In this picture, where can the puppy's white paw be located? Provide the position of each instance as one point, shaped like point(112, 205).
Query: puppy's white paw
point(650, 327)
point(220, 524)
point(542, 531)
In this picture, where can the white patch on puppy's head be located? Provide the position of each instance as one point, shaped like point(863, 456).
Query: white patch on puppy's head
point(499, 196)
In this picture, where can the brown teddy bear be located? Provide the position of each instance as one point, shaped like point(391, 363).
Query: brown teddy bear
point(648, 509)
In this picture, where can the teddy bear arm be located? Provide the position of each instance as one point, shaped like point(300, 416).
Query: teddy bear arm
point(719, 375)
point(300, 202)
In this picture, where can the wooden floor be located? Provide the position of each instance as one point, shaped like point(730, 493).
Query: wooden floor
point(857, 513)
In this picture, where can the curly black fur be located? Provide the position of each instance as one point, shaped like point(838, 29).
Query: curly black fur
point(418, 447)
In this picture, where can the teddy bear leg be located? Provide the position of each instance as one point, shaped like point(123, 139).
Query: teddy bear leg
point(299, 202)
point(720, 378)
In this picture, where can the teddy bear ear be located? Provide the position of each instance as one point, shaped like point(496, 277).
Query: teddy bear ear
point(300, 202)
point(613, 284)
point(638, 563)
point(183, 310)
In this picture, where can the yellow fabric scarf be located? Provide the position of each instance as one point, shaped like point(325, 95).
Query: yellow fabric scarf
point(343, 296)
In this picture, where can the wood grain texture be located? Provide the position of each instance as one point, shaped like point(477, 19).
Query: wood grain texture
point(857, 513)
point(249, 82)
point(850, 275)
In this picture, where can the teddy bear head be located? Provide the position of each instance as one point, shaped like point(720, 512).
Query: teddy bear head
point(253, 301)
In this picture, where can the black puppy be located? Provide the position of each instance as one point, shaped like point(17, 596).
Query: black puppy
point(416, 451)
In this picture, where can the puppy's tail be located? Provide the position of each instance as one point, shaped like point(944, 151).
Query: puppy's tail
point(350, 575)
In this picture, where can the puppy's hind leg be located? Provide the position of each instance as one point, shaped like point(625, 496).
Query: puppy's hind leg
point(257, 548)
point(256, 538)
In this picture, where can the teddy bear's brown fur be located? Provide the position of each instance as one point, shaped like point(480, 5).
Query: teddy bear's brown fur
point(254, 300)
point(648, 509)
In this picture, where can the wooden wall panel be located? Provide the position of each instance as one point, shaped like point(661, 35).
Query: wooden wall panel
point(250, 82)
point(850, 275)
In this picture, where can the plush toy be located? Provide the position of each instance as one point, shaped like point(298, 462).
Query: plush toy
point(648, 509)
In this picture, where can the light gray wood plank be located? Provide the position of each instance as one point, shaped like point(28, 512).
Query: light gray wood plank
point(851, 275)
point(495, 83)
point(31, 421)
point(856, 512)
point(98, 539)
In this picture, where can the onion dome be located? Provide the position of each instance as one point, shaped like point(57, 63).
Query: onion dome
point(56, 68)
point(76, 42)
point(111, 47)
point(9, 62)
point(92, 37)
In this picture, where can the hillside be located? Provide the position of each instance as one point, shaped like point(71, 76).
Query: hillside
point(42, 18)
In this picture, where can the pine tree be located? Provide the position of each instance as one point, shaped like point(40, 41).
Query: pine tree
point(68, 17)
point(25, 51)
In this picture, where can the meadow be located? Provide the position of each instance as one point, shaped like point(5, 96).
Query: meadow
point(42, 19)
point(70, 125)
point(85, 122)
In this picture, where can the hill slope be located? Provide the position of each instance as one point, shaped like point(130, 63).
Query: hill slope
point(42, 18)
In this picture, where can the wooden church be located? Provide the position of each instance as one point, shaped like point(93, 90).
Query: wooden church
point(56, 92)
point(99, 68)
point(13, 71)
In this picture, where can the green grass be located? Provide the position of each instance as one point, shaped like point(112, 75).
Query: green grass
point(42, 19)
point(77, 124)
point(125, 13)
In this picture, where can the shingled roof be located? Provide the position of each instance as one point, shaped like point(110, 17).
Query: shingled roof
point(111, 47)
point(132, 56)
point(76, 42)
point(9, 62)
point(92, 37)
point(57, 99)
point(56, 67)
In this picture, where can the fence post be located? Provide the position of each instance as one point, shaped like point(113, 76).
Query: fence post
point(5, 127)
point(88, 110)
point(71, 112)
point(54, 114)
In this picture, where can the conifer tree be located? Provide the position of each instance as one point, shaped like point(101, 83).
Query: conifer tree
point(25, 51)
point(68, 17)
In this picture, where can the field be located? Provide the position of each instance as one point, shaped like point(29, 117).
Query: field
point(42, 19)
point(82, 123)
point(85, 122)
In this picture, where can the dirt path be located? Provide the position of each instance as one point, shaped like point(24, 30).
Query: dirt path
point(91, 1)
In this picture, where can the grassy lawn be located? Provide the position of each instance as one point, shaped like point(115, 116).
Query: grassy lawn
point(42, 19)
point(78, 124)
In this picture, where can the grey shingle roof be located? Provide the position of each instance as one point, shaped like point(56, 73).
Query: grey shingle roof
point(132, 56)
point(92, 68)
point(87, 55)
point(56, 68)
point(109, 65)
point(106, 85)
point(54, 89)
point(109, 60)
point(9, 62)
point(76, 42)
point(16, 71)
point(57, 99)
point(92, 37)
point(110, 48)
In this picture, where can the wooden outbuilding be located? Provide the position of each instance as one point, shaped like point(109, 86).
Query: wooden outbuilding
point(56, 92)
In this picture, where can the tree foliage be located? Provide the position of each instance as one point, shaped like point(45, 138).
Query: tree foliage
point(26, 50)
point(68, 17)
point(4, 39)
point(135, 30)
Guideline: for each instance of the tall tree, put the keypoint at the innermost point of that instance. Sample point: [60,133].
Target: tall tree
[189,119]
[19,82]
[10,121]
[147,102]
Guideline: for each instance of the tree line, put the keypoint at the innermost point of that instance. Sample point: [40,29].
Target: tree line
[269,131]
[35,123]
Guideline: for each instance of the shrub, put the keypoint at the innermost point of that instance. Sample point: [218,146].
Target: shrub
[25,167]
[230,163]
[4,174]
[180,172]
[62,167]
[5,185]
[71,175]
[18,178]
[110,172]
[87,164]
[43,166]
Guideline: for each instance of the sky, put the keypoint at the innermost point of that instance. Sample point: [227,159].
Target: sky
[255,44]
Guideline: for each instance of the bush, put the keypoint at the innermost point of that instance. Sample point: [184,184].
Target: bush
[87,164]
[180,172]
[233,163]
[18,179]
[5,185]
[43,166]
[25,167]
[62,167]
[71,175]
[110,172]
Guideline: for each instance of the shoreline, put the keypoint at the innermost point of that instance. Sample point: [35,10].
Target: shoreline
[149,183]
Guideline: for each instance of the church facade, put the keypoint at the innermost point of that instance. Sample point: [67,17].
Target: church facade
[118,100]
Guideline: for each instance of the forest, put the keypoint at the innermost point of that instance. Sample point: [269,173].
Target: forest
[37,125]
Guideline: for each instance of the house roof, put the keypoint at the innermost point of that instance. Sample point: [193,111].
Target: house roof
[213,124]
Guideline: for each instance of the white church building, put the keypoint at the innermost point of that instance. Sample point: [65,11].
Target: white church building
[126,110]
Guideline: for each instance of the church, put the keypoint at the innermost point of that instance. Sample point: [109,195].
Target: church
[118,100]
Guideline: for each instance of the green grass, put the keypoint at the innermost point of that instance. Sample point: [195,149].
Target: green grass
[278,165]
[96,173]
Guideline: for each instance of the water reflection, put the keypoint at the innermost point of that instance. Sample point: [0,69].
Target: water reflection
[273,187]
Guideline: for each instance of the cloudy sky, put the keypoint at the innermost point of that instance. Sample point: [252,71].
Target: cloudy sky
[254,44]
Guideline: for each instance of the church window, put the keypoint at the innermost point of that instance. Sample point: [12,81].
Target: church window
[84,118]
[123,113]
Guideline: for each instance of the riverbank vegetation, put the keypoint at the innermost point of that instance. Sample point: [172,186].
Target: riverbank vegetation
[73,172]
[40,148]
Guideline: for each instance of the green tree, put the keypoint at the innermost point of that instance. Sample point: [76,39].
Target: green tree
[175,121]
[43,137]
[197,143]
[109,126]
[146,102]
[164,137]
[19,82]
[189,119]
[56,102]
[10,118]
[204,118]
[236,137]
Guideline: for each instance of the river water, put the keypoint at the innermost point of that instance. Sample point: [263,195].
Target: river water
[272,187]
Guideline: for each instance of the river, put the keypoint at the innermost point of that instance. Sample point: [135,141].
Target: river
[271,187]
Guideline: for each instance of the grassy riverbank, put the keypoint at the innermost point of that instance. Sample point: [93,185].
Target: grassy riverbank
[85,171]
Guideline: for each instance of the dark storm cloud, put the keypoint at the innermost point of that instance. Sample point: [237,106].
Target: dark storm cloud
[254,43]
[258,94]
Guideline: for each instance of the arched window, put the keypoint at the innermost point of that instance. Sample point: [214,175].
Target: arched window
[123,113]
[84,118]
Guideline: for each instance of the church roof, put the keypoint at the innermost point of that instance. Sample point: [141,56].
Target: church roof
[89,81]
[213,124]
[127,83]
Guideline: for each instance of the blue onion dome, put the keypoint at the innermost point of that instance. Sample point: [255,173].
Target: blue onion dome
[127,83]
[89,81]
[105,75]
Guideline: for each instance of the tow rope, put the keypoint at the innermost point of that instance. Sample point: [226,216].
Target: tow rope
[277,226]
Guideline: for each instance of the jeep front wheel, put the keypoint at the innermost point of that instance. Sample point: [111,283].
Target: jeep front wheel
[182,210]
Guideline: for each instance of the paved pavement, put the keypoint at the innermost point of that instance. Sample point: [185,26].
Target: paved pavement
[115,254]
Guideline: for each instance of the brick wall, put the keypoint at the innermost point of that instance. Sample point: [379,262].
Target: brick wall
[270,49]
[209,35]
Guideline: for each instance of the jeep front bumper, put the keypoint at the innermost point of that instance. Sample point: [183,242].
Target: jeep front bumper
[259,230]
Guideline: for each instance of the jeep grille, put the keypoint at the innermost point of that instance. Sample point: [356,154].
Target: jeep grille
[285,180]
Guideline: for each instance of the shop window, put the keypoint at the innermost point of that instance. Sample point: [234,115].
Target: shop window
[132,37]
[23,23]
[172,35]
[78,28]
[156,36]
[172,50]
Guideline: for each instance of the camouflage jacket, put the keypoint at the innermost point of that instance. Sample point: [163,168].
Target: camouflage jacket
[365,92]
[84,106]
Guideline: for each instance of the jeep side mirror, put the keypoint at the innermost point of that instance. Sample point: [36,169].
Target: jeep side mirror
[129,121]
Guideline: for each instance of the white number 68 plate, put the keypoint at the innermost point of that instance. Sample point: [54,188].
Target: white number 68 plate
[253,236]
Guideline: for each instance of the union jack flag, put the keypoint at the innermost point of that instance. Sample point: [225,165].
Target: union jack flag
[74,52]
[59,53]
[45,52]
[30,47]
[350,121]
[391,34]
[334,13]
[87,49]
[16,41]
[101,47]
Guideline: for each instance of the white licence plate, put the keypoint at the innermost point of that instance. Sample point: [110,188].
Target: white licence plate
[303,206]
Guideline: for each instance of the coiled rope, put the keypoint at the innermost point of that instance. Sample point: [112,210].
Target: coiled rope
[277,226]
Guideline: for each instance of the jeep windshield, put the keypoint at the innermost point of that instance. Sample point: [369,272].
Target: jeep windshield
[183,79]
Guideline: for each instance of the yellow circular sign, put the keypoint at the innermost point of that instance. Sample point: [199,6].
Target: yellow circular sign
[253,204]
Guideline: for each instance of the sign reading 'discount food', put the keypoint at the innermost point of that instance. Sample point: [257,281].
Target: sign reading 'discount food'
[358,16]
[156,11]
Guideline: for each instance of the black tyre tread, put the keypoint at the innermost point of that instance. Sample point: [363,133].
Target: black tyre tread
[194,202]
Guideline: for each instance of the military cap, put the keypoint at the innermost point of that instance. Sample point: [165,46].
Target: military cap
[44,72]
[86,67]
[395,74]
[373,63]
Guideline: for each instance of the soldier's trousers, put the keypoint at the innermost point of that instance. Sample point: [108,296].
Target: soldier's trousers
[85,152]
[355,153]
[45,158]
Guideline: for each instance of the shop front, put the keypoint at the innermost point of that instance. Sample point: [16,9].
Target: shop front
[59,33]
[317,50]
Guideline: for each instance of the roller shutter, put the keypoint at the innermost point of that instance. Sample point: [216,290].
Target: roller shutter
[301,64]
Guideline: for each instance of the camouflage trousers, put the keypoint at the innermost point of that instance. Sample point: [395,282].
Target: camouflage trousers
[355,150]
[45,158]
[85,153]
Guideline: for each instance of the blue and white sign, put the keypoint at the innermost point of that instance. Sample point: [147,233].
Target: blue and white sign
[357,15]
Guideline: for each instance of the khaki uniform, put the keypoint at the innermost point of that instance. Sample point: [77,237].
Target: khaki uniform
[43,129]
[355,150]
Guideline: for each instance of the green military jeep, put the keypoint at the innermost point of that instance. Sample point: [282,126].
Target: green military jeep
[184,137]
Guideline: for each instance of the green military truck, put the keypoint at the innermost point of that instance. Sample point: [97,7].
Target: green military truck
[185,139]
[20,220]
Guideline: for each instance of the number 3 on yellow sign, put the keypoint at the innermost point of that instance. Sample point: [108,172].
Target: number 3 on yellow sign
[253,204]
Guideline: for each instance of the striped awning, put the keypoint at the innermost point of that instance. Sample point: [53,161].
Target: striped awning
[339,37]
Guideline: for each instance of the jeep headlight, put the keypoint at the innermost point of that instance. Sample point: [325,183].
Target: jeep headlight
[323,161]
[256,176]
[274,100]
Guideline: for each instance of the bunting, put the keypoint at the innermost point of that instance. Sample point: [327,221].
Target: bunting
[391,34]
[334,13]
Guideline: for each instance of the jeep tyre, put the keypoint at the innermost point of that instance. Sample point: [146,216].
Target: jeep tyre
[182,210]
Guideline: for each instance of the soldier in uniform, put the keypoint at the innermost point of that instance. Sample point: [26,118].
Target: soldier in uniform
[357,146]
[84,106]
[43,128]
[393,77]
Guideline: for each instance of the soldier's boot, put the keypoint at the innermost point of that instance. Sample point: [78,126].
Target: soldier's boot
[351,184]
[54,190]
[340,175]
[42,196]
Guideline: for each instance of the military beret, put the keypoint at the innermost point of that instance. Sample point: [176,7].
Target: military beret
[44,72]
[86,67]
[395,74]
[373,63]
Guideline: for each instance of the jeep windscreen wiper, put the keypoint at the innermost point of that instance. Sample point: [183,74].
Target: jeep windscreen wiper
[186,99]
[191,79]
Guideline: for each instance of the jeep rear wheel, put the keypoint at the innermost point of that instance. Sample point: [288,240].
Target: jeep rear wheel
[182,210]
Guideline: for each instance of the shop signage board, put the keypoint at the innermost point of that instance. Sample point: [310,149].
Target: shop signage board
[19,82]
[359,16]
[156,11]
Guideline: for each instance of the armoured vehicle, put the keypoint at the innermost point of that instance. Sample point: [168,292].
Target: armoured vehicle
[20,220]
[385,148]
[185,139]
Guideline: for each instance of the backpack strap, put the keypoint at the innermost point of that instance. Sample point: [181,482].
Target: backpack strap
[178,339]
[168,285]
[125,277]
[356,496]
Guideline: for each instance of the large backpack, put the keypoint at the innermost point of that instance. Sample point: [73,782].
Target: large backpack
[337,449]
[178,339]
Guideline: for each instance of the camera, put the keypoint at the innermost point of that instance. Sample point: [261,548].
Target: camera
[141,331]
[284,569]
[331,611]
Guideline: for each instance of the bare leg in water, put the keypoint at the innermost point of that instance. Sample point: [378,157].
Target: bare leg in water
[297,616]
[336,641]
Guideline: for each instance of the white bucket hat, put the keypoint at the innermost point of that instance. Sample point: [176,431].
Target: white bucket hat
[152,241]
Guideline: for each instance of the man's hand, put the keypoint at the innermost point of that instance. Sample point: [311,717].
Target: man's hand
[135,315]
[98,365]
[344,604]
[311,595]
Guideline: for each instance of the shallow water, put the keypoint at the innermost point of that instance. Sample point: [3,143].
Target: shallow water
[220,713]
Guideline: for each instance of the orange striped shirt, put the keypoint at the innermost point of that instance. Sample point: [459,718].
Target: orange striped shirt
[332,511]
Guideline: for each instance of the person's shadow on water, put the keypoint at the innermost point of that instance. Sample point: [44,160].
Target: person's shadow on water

§ What needs to be done
Go through the listing and work out how many lines include the string "person". Give only the number.

§ Exercise result
2